## Exercise details
Your reply should be only the number of lines in the material below that include the word "shown".

## Dataset entries
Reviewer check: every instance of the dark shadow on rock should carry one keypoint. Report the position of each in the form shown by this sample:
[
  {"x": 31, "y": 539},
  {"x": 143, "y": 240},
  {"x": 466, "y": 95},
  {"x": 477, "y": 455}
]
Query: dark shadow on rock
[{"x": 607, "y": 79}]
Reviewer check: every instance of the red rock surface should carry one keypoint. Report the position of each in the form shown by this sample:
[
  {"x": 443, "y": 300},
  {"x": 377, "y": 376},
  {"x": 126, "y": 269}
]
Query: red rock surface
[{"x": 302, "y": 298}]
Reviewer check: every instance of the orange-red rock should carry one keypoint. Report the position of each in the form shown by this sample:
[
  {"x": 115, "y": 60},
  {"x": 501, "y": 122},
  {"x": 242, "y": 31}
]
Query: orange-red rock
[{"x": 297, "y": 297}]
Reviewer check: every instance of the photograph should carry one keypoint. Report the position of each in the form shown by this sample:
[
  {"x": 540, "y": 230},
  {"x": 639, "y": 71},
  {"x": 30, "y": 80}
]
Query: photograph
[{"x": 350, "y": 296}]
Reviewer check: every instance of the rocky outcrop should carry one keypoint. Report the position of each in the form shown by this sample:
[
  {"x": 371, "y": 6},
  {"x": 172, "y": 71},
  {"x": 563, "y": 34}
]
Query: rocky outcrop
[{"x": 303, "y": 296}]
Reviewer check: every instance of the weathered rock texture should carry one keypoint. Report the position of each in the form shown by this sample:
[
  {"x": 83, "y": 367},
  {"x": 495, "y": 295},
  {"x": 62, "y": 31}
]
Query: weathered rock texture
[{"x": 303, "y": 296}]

* * *

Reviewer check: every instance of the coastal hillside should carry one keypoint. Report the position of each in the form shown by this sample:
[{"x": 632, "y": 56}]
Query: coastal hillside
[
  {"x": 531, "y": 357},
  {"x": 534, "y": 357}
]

## Response to the exercise
7